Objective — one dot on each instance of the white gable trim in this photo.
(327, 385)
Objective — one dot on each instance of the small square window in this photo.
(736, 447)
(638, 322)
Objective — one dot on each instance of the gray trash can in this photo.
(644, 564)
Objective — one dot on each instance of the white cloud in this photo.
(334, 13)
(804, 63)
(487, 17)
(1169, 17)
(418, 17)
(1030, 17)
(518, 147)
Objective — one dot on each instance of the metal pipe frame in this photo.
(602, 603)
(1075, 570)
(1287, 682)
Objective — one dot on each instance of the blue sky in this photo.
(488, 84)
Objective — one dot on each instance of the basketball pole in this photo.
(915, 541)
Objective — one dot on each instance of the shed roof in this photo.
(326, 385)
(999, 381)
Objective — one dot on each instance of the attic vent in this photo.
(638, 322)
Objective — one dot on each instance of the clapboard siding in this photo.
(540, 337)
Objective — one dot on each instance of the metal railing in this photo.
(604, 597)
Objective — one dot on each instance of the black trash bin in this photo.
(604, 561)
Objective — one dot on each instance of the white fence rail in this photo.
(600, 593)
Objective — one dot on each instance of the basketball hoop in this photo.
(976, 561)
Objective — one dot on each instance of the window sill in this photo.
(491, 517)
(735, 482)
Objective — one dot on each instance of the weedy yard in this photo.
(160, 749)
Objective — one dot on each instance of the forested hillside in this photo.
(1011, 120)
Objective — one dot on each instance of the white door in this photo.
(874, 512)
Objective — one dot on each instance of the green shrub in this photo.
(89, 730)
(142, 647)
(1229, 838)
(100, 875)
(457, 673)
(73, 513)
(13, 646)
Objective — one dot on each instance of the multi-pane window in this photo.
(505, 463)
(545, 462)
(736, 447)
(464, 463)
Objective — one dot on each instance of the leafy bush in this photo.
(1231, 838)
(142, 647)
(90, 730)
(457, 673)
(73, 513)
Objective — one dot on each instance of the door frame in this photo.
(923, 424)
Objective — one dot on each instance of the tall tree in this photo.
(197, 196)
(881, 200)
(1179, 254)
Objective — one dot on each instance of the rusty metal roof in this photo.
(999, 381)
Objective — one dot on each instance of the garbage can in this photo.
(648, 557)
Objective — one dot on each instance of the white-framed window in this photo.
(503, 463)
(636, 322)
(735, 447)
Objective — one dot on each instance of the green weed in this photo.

● ● ● ● ●

**Work instructions**
The answer must be an exact reproduction of all the records.

**Output for this task**
Objective — one dot on each instance of the white gable trim in this photo.
(327, 385)
Objective — one dot on each instance of the small square window in this photo.
(736, 447)
(638, 322)
Objective — one dot on each instance of the gray trash can in this photo.
(644, 564)
Objective — one dot on each instance of the white cloud in this photo.
(334, 13)
(804, 63)
(487, 17)
(1169, 17)
(418, 17)
(1030, 17)
(518, 147)
Objective — one dot on each instance of the metal pipe frame in this photo.
(602, 603)
(1075, 570)
(1287, 682)
Objective — one dot on each instance of the blue sky in this photo.
(488, 84)
Objective — one dot on each instance of the basketball pole in this photo.
(915, 541)
Objective — one dot on each instance of the shed roof in this photo.
(326, 385)
(999, 381)
Objective — one dot on each instance of the attic vent in this photo.
(638, 322)
Objective — one dot on each instance of the clapboard siding in this photo.
(540, 337)
Objective — one dot on each instance of the metal railing in this photo.
(604, 597)
Objective — one dot on each instance of the black trash bin in this photo.
(604, 561)
Objective — one dot on each instance of the white fence rail in this photo.
(600, 593)
Objective — one dot on each instance of the basketball hoop in this photo.
(976, 561)
Objective — one dot on each instance of the window sill in this photo.
(491, 517)
(735, 482)
Objective — one dot on each instance of the weedy yard in this photo.
(160, 749)
Objective — one dot on each instance of the forested hillside in this photo.
(1011, 120)
Objective — one dot on each instance of the white door in this photo.
(874, 512)
Objective — one dot on each instance of the green shrub in this photo.
(89, 730)
(142, 647)
(1229, 838)
(100, 875)
(457, 673)
(73, 513)
(13, 646)
Objective — one dot on each instance of the multi-pane window in this photo.
(505, 463)
(545, 462)
(736, 447)
(464, 463)
Objective — one dot on each instance of the leafy bush in this photo.
(1231, 838)
(142, 647)
(90, 730)
(457, 673)
(73, 513)
Objective — one dot on each instance of the door frame in this photo.
(923, 424)
Objective — one dot on each instance of the tall tree in this photo.
(197, 196)
(881, 200)
(1179, 254)
Objective — one dot on each instance of the rusty metal roof in this photo.
(999, 381)
Objective — one dot on each instance of the garbage can in this photo.
(648, 557)
Objective — one dot on each instance of the white-framed window in this photo.
(503, 463)
(636, 322)
(735, 447)
Objective — one dot on each instance of the green weed in this photo.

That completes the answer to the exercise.